17 novembro 2023

O Sistema (The Glass House, 1972)

 Telefilmesquecidos #65

O professor universitário Jonathon Paige (Alan Alda) mata acidentalmente um homem durante uma discussão e acaba condenado por homicídio culposo. Ele e o jovem traficante de maconha Allan Campbell (Kristoffer Tabori) entram na prisão no mesmo dia em que o veterano idealista Brian Courtland (Clu Gulager) inicia seu novo cargo como guarda penitenciário. 

Os três personagens atuam como catalisadores dos acontecimentos que se seguem dentro do presídio. Os dois novos presos logo descobrem que a prisão é administrada por gangues prisionais, enquanto o novo guarda constata a corrupção dos guardas e do diretor.


Alan Alda

Kristoffer Tabori

Paige fica encarregado de trabalhar na farmácia. Hugo Slocum (Vic Morrow), o preso durão que ninguém ousa enfrentar, pressiona Paige a vender drogas para sua gangue. Paige se recusa a colaborar e ganha o respeito de Lennox (Billy Dee Williams), um prisioneiro negro e politizado que planeja reformar o sistema na marra.

Clu Gulager


Vic Morrow)

À medida que a história se desenvolve, fica claro que a prisão — assim como o mundo lá fora — funciona segundo um "sistema". Há acomodação, honestidade, cinismo, violência, cumplicidade, proteção, perseguição e todos os fatores que compõem a sociedade.

Para um telefilme de questão social do início dos anos 1970, O Sistema tem uma reputação impressionante: baseia-se em argumento coescrito pelo romancista Truman Capote, com roteiro de Tracy Keenan Wynn que combina habilmente várias personalidades fortes.

Billy Dee Williams


O Sistema também pertence ao seleto grupo dos telefilmes que foram “promovidos” às telas do cinema. Foi exibido nos cinemas brasileiros em 1974.

O filme se vale das ótimas atuações e da atmosfera. Aliás, o fato de ter sido filmado em uma prisão de verdade, com prisioneiros entre os figurantes, conferiu ainda mais realismo.

Itens fornecidos »

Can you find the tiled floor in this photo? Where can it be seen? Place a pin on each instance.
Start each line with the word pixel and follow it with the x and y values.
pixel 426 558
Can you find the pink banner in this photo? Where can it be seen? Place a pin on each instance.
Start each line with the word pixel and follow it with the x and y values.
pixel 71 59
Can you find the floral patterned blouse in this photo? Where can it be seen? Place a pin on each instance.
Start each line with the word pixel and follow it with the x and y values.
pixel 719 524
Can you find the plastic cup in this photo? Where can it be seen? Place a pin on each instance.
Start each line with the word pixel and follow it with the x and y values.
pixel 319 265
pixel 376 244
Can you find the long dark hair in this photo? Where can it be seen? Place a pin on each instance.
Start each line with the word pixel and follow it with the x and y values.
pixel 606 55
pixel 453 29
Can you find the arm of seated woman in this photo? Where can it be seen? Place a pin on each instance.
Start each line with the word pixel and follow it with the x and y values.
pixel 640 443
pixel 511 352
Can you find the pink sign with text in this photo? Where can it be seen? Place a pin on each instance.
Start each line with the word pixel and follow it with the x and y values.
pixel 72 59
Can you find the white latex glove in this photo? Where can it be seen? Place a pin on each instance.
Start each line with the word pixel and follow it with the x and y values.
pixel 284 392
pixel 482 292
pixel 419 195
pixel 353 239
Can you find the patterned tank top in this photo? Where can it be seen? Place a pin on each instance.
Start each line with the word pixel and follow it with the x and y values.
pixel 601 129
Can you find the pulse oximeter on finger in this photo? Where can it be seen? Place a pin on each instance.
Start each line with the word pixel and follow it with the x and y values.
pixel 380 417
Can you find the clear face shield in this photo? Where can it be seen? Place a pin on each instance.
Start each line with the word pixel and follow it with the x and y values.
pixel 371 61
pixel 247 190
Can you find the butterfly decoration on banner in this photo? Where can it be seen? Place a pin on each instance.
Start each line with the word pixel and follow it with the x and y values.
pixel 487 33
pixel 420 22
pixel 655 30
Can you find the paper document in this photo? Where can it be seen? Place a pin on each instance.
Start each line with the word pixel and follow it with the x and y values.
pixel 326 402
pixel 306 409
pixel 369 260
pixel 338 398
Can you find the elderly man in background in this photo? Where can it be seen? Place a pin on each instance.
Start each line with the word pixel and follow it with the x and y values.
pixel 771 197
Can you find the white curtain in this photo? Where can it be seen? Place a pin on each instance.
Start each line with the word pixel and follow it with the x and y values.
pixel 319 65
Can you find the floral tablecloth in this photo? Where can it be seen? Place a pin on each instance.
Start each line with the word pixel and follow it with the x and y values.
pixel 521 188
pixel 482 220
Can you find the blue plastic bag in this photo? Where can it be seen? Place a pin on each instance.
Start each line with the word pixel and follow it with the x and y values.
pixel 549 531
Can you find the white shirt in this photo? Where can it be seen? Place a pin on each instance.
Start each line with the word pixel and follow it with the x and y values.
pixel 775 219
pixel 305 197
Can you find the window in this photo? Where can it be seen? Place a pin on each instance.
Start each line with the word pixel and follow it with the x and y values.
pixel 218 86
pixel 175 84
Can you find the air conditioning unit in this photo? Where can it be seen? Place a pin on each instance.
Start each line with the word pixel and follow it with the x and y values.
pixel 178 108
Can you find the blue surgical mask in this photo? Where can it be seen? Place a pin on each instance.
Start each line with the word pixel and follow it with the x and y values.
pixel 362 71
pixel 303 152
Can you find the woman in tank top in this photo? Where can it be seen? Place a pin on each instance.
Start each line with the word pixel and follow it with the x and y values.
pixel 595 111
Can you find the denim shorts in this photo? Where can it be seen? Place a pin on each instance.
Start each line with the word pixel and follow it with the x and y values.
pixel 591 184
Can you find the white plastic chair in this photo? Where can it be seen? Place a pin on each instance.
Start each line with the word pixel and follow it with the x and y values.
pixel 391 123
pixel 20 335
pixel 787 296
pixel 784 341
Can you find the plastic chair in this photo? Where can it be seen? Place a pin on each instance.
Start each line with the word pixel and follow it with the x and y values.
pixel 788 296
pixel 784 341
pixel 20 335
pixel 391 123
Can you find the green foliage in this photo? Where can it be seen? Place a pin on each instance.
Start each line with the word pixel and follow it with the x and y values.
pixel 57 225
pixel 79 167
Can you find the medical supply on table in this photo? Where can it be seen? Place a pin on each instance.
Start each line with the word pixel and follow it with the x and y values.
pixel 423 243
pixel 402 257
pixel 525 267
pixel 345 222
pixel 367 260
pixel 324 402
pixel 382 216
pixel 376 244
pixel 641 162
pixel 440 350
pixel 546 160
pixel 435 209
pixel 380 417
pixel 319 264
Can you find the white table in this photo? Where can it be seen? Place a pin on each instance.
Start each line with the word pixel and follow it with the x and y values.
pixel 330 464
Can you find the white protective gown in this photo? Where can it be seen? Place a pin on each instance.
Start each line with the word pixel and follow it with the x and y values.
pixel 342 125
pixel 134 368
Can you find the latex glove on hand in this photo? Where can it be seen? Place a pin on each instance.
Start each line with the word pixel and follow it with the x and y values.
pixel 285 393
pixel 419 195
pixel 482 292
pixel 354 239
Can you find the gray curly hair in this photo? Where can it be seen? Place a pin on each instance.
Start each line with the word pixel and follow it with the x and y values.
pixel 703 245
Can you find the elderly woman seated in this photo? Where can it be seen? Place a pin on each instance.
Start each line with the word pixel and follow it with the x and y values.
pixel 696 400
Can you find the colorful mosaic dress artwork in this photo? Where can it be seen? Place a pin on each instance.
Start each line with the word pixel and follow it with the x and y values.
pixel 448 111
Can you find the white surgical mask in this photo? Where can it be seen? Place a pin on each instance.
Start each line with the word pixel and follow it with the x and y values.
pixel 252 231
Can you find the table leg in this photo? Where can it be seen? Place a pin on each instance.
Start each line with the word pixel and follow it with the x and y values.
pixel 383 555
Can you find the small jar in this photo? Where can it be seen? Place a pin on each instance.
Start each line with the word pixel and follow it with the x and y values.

Exercício A »
Segundo o texto sobre o telefilme O Sistema, quem escreveu o roteiro do filme?
Exercício B »
Retome o texto sobre o telefilme O Sistema e escreva a continuação a partir da última frase.
Os itens não são necessários para nada.

Resposta escrita A »
Tracy Keenan Wynn.

Resposta escrita B »
O elenco está excelente. Alan Alda e seu personagem inicialmente indecifrável, perdido nos próprios pensamentos; Vic Morrow vivendo um assassino brutal e arrogante; Kristoffer Tabori como o rapaz ingênuo e despreparado para a vida na prisão; Billy Dee Williams em papel complexo, parte pacifista, parte revolucionário; e Clu Gulager, interpretando o novo guarda que parece ter alguma moral e que pode ou não se manifestar contra a corrupção no sistema prisional.



Dirigido de forma contida por Tom Gries, O Sistema se distancia muito da fórmula típica dos filmes feitos para a TV da época. Gries ficou conhecido por trabalhos como ...E o Bravo Ficou Só (Will Penny, 1967), A Mulher que Desejei (Fools, 1970) e O Assassinato de Sharon Tate (Helter Skelter, 1976). Também dirigiu inúmeros seriados desde os primórdios da TV, na década de 1950, até os anos 1970. Ratos do Deserto (The Rat Patrol, 1966-68) foi um deles.

Gries ganhou o Primetime Emmy Award de Melhor Direção de Série, Filme ou Especial Dramático em 1972 por este telefilme. O Sistema também ganhou o Golden Shell no Festival Internacional de Cinema de San Sebastián de 1972 e foi indicado ao Globo de Ouro de Melhor Filme para Televisão.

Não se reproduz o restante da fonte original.